What you have to do »
Print every entry exactly as written.

■ ■ ■

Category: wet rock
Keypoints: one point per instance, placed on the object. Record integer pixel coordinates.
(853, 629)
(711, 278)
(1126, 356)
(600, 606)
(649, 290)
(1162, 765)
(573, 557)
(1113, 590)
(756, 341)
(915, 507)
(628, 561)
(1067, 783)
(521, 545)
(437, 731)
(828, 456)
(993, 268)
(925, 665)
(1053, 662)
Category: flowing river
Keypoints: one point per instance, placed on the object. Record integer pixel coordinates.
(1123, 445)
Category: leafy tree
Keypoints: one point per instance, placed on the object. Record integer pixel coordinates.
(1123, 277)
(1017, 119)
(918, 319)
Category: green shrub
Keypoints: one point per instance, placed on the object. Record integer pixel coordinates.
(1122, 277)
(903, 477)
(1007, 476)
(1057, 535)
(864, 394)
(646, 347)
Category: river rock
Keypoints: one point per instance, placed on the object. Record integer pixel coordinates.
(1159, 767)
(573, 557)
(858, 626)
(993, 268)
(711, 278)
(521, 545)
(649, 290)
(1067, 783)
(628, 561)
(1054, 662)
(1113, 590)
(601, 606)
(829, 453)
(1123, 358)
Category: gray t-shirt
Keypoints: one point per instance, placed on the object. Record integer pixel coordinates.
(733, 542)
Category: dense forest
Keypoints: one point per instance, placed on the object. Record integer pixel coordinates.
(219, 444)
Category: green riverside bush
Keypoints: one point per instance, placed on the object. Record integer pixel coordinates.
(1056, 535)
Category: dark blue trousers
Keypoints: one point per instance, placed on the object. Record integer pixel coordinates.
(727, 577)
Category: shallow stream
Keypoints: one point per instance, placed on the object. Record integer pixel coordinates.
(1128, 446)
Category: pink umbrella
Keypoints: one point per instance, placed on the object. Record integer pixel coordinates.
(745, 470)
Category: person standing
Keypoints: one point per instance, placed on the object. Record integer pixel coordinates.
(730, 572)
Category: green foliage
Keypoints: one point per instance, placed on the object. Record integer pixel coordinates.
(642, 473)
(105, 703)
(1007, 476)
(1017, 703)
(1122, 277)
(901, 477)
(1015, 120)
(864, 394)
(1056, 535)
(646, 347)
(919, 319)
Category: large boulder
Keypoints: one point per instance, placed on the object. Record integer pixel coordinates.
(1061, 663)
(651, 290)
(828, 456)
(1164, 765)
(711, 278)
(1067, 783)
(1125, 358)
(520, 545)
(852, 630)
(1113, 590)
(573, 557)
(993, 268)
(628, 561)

■ ■ ■

Result of this exercise »
Category: wet rock
Keypoints: one point per instance, placed on the object. Record integer pixel coordinates.
(853, 629)
(711, 278)
(1126, 356)
(600, 606)
(649, 290)
(1162, 765)
(573, 557)
(1113, 590)
(756, 341)
(915, 507)
(628, 561)
(1067, 783)
(521, 545)
(437, 731)
(828, 456)
(993, 268)
(925, 665)
(1053, 662)
Category: flowing river
Keypoints: one point per instance, placed on the object. Record integer pixel coordinates.
(1123, 445)
Category: leafy tree
Keypoints: one point per instance, placed on the object. Record integer pixel coordinates.
(1123, 277)
(1017, 119)
(918, 319)
Category: green shrub
Keypoints: one point per instance, placed on the object. Record integer pixel coordinates.
(1122, 277)
(903, 477)
(1007, 476)
(1057, 535)
(864, 394)
(646, 347)
Category: river rock
Keypoints: one point per instance, placed on the object. Record integer pixel coordinates.
(1159, 767)
(573, 557)
(858, 626)
(993, 268)
(711, 278)
(521, 545)
(649, 290)
(1067, 783)
(628, 561)
(1054, 662)
(1113, 590)
(601, 606)
(829, 453)
(1123, 358)
Category: gray t-shirt
Keypoints: one point per instance, placed on the object. Record integer pixel coordinates.
(733, 542)
Category: dense forest
Keypoints: one point per instance, placed on the object. Record integer pixel coordinates.
(219, 444)
Category: green riverside bush
Keypoints: one point per instance, placed on the object. Record integer pixel coordinates.
(1056, 535)
Category: dark blue trousers
Keypoints: one point per instance, placed on the object. Record integer pixel coordinates.
(727, 577)
Category: shallow stream
Keypoints: one point per instance, placed on the object. Record integer pixel coordinates.
(1128, 446)
Category: pink umbrella
Keypoints: one point per instance, placed on the object. Record integer pixel coordinates.
(745, 470)
Category: person standing
Keypoints: one point per instance, placed on the object. Record integer pixel coordinates.
(730, 572)
Category: green foliage
Keypoints: one point per instance, placed on the object. Record integer pixel coordinates.
(642, 473)
(105, 703)
(1007, 476)
(1017, 703)
(1122, 277)
(901, 477)
(1015, 120)
(864, 394)
(1056, 535)
(646, 347)
(919, 319)
Category: large boulder
Keypoints: one point per instance, placed on the object. Record integer pixel coordinates.
(1061, 663)
(651, 290)
(828, 456)
(1164, 765)
(711, 278)
(1067, 783)
(1125, 358)
(520, 545)
(852, 630)
(1113, 590)
(573, 557)
(993, 268)
(628, 561)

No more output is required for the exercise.